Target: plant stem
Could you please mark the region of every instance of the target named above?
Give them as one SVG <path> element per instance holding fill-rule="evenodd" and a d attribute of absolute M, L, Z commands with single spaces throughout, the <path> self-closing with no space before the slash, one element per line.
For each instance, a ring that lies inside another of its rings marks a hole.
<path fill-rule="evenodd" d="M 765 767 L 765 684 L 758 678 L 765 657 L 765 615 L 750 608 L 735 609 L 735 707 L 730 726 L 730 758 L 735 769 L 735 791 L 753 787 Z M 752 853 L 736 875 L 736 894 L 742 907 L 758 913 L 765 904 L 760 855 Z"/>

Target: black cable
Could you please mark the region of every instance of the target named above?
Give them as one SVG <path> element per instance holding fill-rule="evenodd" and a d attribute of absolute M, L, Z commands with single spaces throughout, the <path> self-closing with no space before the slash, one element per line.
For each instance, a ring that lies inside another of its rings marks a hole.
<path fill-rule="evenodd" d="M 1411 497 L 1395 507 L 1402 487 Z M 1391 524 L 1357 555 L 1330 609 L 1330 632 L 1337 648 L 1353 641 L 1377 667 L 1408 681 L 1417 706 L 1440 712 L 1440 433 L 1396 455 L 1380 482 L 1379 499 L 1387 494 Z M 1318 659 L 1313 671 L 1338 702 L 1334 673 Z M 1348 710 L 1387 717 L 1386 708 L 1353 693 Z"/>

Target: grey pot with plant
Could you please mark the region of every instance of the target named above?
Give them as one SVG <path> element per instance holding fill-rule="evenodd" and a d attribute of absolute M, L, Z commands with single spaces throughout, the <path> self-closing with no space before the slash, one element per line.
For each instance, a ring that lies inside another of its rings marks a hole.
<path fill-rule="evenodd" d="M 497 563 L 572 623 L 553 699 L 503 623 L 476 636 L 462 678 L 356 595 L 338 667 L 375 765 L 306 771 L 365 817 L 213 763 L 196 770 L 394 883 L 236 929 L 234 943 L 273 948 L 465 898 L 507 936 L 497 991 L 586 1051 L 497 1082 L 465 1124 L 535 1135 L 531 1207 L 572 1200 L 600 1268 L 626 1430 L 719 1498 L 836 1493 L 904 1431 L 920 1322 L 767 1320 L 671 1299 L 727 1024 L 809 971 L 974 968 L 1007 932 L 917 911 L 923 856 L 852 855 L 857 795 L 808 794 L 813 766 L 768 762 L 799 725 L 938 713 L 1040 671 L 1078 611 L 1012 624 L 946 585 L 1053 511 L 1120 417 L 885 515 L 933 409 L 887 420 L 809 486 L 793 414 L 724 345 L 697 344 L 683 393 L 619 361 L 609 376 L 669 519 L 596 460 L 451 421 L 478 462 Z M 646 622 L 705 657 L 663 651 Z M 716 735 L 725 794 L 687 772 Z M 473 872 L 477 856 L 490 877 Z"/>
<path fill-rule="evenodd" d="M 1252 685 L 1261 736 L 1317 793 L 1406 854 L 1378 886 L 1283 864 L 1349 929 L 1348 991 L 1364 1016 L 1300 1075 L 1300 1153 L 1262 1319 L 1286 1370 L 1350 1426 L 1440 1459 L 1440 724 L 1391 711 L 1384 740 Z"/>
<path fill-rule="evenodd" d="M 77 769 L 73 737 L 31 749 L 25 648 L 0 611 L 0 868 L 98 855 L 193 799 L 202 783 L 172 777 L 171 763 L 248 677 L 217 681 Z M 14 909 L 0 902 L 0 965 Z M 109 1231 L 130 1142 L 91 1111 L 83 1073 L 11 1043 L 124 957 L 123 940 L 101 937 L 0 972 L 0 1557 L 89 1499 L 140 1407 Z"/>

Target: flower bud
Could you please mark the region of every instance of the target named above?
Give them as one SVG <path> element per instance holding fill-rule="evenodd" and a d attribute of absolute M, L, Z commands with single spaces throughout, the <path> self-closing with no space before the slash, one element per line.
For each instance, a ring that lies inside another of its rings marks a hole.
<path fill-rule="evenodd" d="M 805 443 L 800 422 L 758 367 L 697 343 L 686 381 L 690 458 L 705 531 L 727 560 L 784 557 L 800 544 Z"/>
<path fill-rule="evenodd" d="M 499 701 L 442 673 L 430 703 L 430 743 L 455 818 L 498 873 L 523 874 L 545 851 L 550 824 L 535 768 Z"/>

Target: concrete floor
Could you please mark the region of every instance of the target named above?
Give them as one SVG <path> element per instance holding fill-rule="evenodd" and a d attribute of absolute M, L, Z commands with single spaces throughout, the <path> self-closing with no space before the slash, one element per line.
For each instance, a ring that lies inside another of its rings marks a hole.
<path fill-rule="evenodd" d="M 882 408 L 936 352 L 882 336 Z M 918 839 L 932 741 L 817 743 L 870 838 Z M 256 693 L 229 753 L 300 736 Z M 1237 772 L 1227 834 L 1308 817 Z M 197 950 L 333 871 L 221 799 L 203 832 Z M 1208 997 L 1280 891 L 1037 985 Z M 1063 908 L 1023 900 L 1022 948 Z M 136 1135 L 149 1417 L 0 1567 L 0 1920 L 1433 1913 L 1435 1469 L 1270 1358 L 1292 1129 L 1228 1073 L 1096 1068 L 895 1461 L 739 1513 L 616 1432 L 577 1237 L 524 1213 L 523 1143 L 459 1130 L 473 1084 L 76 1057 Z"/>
----
= TO DO =
Would you reproduce the material above exactly as it reads?

= COMPLETED EXERCISE =
Target: plant stem
Could you please mark the region of every instance of the target named above?
Give them as one SVG <path> element per instance holding fill-rule="evenodd" and a d attribute of absolute M, L, Z commands with single spaces throughout, the <path> self-closing with no space before the slash, one element per line.
For each instance, a ring that lies inside another of its rings marks a hole.
<path fill-rule="evenodd" d="M 765 767 L 765 684 L 758 678 L 765 657 L 765 615 L 750 608 L 735 609 L 735 707 L 730 726 L 730 758 L 735 769 L 735 791 L 753 787 Z M 752 853 L 736 875 L 736 894 L 742 907 L 758 913 L 765 904 L 760 855 Z"/>

Target: black cable
Could you please mark the region of every instance of the target named above?
Give them as one SVG <path> element per instance holding fill-rule="evenodd" and a d attribute of absolute M, L, Z commands with single spaces throughout, the <path> self-closing with no space before the slash, one element per line.
For each instance, a ring that lies inside another of its rings marks a hole.
<path fill-rule="evenodd" d="M 1411 497 L 1395 507 L 1402 487 Z M 1391 524 L 1357 555 L 1330 609 L 1330 632 L 1337 648 L 1353 641 L 1377 667 L 1408 681 L 1417 706 L 1440 712 L 1440 433 L 1396 455 L 1380 482 L 1379 499 L 1387 494 Z M 1318 659 L 1313 671 L 1338 702 L 1334 673 Z M 1348 710 L 1387 717 L 1386 708 L 1353 693 Z"/>

Target: grey pot with plant
Could you please mark the region of every instance of the target named above?
Give them as one SVG <path> element per instance holding fill-rule="evenodd" and a d attribute of absolute M, L, Z commands with single spaces throughout, the <path> self-closing with no space before the slash, one element per line.
For each instance, a ring that lies inside another of its rings marks a hole.
<path fill-rule="evenodd" d="M 497 563 L 572 623 L 553 699 L 503 623 L 476 636 L 462 678 L 356 595 L 338 667 L 375 765 L 306 771 L 365 817 L 213 763 L 196 770 L 394 883 L 236 929 L 234 943 L 273 948 L 465 898 L 507 936 L 497 991 L 586 1051 L 497 1082 L 465 1124 L 535 1135 L 531 1207 L 572 1200 L 600 1268 L 626 1430 L 719 1498 L 836 1493 L 904 1431 L 920 1322 L 767 1320 L 671 1299 L 727 1024 L 809 971 L 974 968 L 1007 932 L 917 911 L 923 856 L 852 855 L 857 795 L 808 794 L 813 766 L 768 762 L 799 725 L 938 713 L 1040 671 L 1078 611 L 1012 624 L 946 585 L 1053 511 L 1120 417 L 885 515 L 933 409 L 887 420 L 809 486 L 793 414 L 724 345 L 697 344 L 683 393 L 619 361 L 609 376 L 669 519 L 596 460 L 451 421 L 478 462 Z M 646 622 L 705 657 L 663 651 Z M 716 735 L 725 794 L 687 772 Z M 473 872 L 477 856 L 490 877 Z"/>
<path fill-rule="evenodd" d="M 1252 685 L 1261 736 L 1317 793 L 1406 854 L 1378 886 L 1283 864 L 1349 929 L 1348 991 L 1364 1016 L 1300 1075 L 1300 1153 L 1262 1319 L 1286 1370 L 1350 1426 L 1440 1459 L 1440 724 L 1391 711 L 1384 740 Z"/>
<path fill-rule="evenodd" d="M 77 769 L 73 737 L 31 749 L 25 648 L 0 611 L 0 868 L 98 855 L 193 799 L 202 783 L 172 777 L 171 763 L 248 677 L 217 681 Z M 14 909 L 0 902 L 0 965 Z M 109 1231 L 130 1142 L 91 1111 L 83 1073 L 11 1043 L 124 957 L 123 940 L 101 937 L 0 972 L 0 1557 L 89 1499 L 140 1407 Z"/>

Target: flower bud
Could you please mark the region of every instance of the target named above?
Give them as one SVG <path> element per instance holding fill-rule="evenodd" and a d attribute of absolute M, L, Z commands with single spaces throughout, the <path> self-closing with no space before the slash, one element per line.
For each instance, a ring that lies inside another of its rings marks a hole.
<path fill-rule="evenodd" d="M 805 443 L 800 422 L 758 367 L 697 343 L 686 381 L 690 458 L 705 531 L 727 560 L 784 557 L 800 544 Z"/>
<path fill-rule="evenodd" d="M 499 701 L 442 673 L 430 703 L 430 743 L 455 818 L 498 873 L 523 874 L 545 851 L 550 824 L 535 768 Z"/>

Target: concrete floor
Could you please mark the region of every instance of the target named above?
Give them as one SVG <path> element per instance holding fill-rule="evenodd" and a d attribute of absolute M, L, Z commands with single spaces throughout, the <path> self-closing with no space before the slash, one element per line.
For each instance, a ring that lies inside another of its rings marks a hole.
<path fill-rule="evenodd" d="M 882 408 L 936 352 L 882 336 Z M 918 839 L 932 741 L 817 743 L 870 838 Z M 256 693 L 229 753 L 300 736 Z M 1237 772 L 1227 834 L 1308 817 Z M 197 950 L 333 871 L 221 799 L 203 832 Z M 1208 997 L 1280 891 L 1037 985 Z M 1063 908 L 1023 900 L 1022 948 Z M 136 1135 L 149 1417 L 0 1567 L 0 1920 L 1433 1913 L 1435 1469 L 1270 1358 L 1292 1129 L 1228 1073 L 1096 1068 L 895 1461 L 739 1513 L 616 1432 L 577 1237 L 524 1213 L 523 1143 L 459 1130 L 473 1084 L 76 1057 Z"/>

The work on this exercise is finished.